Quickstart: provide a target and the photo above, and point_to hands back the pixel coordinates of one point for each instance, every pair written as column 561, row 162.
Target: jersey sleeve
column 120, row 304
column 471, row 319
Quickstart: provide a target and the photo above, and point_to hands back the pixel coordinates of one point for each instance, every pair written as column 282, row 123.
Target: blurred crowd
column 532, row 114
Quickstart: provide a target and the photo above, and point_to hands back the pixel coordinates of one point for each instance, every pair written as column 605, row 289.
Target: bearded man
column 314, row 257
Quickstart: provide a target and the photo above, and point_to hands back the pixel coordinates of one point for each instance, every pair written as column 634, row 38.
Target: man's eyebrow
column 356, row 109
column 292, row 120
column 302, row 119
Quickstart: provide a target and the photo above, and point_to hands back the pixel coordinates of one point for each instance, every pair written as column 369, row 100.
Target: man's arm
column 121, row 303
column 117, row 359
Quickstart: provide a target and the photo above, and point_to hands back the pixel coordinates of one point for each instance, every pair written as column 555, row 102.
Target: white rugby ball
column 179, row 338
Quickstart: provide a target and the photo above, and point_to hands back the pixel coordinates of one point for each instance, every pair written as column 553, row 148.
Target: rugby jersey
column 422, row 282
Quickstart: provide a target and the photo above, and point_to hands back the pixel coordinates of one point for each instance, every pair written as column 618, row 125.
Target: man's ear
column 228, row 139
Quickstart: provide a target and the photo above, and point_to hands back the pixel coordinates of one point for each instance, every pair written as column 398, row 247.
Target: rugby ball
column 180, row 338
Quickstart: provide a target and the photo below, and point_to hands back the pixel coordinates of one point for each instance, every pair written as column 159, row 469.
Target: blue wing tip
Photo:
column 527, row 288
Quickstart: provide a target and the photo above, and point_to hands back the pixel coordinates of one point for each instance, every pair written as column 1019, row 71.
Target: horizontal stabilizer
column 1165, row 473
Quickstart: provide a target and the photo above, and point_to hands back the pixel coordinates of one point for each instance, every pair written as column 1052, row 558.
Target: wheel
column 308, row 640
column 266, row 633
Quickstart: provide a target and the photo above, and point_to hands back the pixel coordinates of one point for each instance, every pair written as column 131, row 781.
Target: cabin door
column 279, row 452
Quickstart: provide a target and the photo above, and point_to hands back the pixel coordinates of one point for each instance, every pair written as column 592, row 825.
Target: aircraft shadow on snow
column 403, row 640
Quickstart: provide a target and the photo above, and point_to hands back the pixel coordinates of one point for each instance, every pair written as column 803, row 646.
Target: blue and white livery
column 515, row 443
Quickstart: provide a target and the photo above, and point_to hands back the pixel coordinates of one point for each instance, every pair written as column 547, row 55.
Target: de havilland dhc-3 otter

▸ **TASK**: Render every line of the records above as a numbered list, omitting any blank lines.

▸ **FULL OUTPUT**:
1. Quickstart: provide a target and the photo above, and point_to hands back the pixel coordinates of one point for each instance, every pair written as column 561, row 162.
2. Target: jersey sleeve
3. column 120, row 304
4. column 471, row 319
5. Quickstart: provide a target and the photo above, and point_to hands back the pixel coordinates of one point for each instance, every pair written as column 282, row 123.
6. Target: blurred crowd
7. column 532, row 114
8. Quickstart: provide a target and the photo above, and point_to hands back the pixel coordinates of one point for each instance, every pair written as column 605, row 289.
9. Target: bearded man
10. column 314, row 257
11. Quickstart: provide a target and the photo above, and point_to hands back the pixel coordinates of one point for each instance, every pair written as column 634, row 38.
12. Target: man's eyebrow
13. column 356, row 109
14. column 292, row 120
15. column 302, row 119
16. Quickstart: provide a target and the photo above, and point_to hands back the pixel coordinates of one point for each instance, every pair written as column 369, row 100.
17. Target: man's arm
18. column 121, row 303
19. column 117, row 359
20. Quickstart: provide a target and the photo above, and point_to hands back the pixel coordinates of one point for each instance, every pair written as column 555, row 102.
21. Target: white rugby ball
22. column 179, row 338
23. Quickstart: provide a target and the photo above, and point_to hands back the pixel coordinates of one point for each instance, every pair written as column 553, row 148.
24. Target: rugby jersey
25. column 422, row 282
26. Quickstart: provide a target and the photo above, and point_to hands back the pixel coordinates of one point for each instance, every pair written as column 618, row 125.
27. Target: man's ear
28. column 228, row 139
29. Quickstart: provide a target and the photo above, and point_to hands back the pixel coordinates of one point for each instance, every pair written as column 398, row 247.
30. Target: rugby ball
31. column 180, row 338
32. Quickstart: provide a target and the photo below, and point_to hands back the pixel coordinates of one point for each instance, every pair written as column 159, row 469.
33. Target: blue wing tip
34. Photo:
35. column 527, row 288
36. Quickstart: provide a target and the photo above, and point_to hands back the pixel coordinates of one point for each instance, every pair written as column 1019, row 71.
37. Target: horizontal stabilizer
38. column 1165, row 473
39. Quickstart: provide a target and the photo above, and point_to hands back the pixel coordinates of one point for each instance, every pair written as column 1052, row 558.
40. Target: wheel
41. column 308, row 640
42. column 266, row 633
43. Quickstart: provide a target and the photo above, and point_to hands back the pixel coordinates of one point for each instance, every pair written as column 131, row 781.
44. Target: cabin door
45. column 279, row 452
46. Quickstart: provide a target and the photo above, and point_to hands back the pixel coordinates of one point for each instance, every pair written as column 592, row 825.
47. Target: aircraft shadow on snow
48. column 403, row 640
49. Quickstart: provide a target and the photo above, and point_to hands back the pixel coordinates of one point for each instance, every pair written as column 803, row 646.
50. Target: blue and white livery
51. column 515, row 443
52. Quickstart: provide a target and the photo above, and point_to hands back the pixel coordinates of one point for each instance, every pair written as column 547, row 55.
53. Target: de havilland dhc-3 otter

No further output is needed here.